Activity: Return only the line that contains "Please locate the boy's hair" and each line after it, through the last line of the data below, copied exactly.

Items listed in a dataset:

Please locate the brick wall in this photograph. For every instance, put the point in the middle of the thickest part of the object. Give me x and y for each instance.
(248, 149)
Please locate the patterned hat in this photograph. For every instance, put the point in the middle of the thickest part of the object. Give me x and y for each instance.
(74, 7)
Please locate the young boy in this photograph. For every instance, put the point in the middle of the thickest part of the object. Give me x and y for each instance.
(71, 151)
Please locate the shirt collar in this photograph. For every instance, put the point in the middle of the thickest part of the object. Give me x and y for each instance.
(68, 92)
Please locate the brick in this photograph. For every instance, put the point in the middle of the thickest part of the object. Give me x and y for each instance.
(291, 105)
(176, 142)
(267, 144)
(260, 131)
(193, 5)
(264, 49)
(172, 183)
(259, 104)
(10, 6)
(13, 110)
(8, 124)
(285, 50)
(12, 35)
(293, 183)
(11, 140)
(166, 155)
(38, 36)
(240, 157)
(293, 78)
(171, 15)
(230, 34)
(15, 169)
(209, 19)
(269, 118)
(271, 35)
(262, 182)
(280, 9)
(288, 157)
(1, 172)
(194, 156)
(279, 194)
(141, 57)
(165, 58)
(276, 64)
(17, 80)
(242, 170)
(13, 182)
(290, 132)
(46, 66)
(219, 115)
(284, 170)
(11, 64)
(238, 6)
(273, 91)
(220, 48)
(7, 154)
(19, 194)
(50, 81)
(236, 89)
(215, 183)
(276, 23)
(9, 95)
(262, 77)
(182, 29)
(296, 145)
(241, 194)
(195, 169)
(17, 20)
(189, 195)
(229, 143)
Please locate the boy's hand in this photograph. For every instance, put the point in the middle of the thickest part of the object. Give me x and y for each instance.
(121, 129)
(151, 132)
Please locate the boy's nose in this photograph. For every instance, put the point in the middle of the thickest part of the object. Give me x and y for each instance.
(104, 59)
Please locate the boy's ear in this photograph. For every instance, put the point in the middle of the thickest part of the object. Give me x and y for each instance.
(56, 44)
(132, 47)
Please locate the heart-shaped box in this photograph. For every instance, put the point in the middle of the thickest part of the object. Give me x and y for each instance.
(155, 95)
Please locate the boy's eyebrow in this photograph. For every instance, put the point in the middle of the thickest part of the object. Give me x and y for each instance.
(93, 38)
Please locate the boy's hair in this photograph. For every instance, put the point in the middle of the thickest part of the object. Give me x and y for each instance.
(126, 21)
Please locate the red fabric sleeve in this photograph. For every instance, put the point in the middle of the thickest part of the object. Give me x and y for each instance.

Written response:
Please locate the boy's hair in this photograph. For every instance, put the point in the middle of the thickest part of the object. Give me x and y for each instance.
(126, 21)
Please locate the red fabric sleeve in this photograph. For every instance, put the point in the middle of the thickest part of the object. Give me x and y for each instance.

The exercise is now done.